» Dataset content

──────────────────────────────

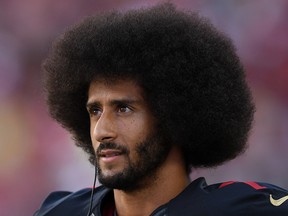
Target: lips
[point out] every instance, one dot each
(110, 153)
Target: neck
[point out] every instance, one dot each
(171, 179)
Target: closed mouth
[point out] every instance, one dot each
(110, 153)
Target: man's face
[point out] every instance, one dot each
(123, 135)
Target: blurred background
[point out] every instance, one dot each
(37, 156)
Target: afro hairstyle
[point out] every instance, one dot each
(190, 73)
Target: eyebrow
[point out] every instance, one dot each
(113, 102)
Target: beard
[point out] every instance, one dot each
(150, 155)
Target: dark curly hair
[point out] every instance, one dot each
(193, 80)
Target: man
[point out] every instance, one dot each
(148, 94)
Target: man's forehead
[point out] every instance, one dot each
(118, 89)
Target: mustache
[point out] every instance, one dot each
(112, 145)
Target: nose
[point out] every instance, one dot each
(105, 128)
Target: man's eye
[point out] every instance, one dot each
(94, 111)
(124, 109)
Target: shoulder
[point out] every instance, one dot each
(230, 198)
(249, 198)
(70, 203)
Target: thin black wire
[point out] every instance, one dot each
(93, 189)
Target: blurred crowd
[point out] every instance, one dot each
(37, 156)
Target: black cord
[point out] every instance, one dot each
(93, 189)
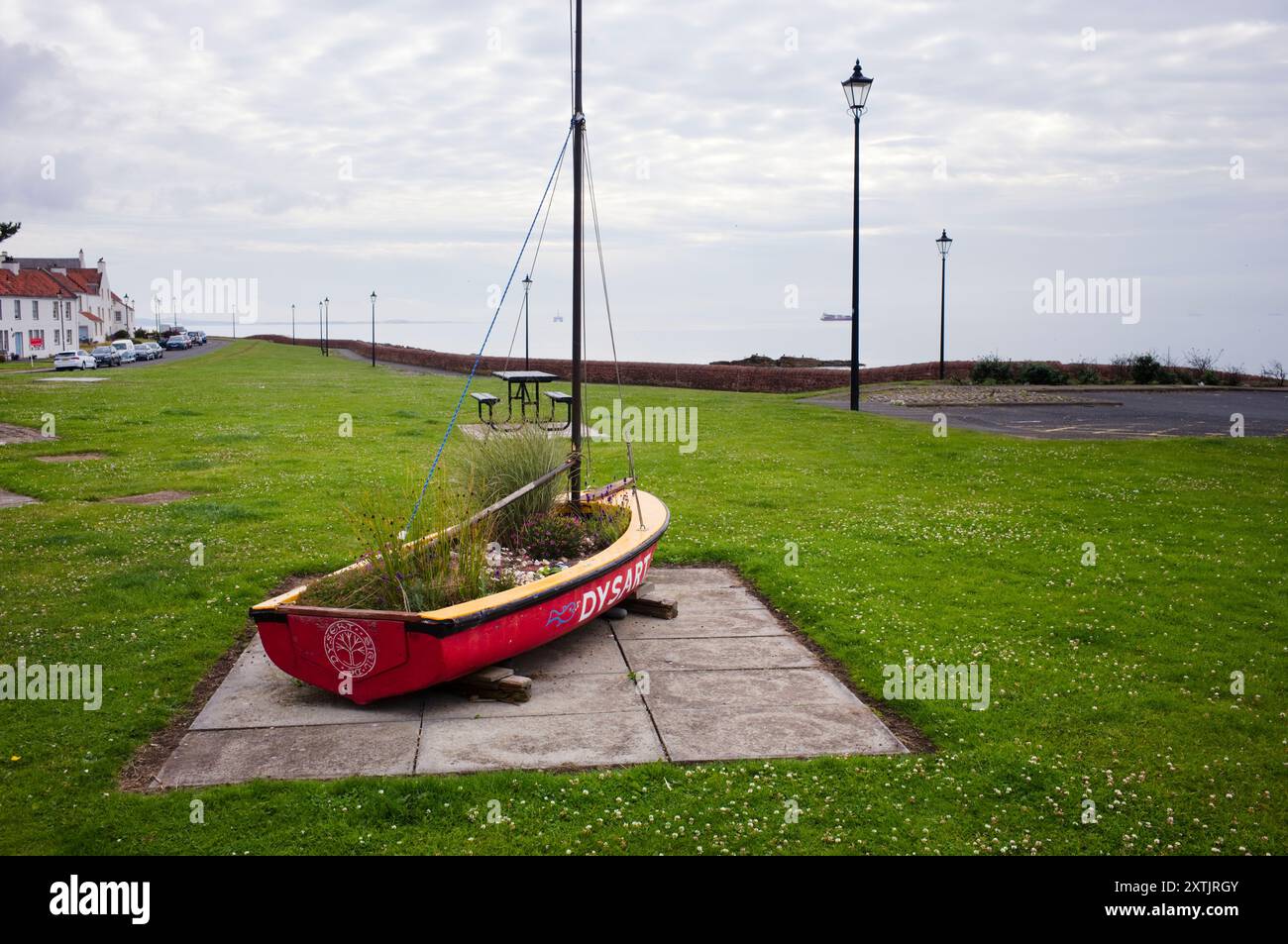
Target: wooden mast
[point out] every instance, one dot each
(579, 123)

──────────────────────────────

» What the task asks
The listing above is to be written out again exactly, with its pictures omitted.

» Task output
Target: lips
[point out] every instance, one dot each
(110, 153)
Target: neck
[point out] every instance, one dot each
(171, 179)
Target: closed mouth
[point out] every instance, one dot each
(110, 153)
Target: man's face
[point out] every instance, one dot each
(123, 135)
Target: blurred background
[point out] every instance, one dot each
(37, 156)
Target: afro hairstyle
[point out] every instance, one dot each
(190, 73)
Target: eyebrow
[point out] every instance, one dot each
(113, 102)
Target: beard
[point out] every instance, one dot each
(150, 155)
Target: dark curly hair
[point out] every instance, one dot each
(193, 80)
Target: man
[point out] every instance, one dot each
(148, 94)
Target: man's forehead
[point out] every instance, one dot each
(118, 89)
Target: mustache
[point out] every instance, one dot each
(112, 145)
Target: nose
[point out] every instance, one dot each
(105, 128)
Target: man's eye
[point out] every instance, one dot each
(94, 111)
(124, 109)
Target: shoulder
[point out] every instance, one dot each
(230, 198)
(249, 198)
(70, 203)
Target: thin black wire
[point out] every instance, one dot each
(93, 189)
Target: blurred crowd
[point out] every instance, one dot each
(37, 156)
Target: black cord
[point out] every instance, one dot each
(93, 189)
Target: wooden mast
[point out] every instance, one dot each
(579, 123)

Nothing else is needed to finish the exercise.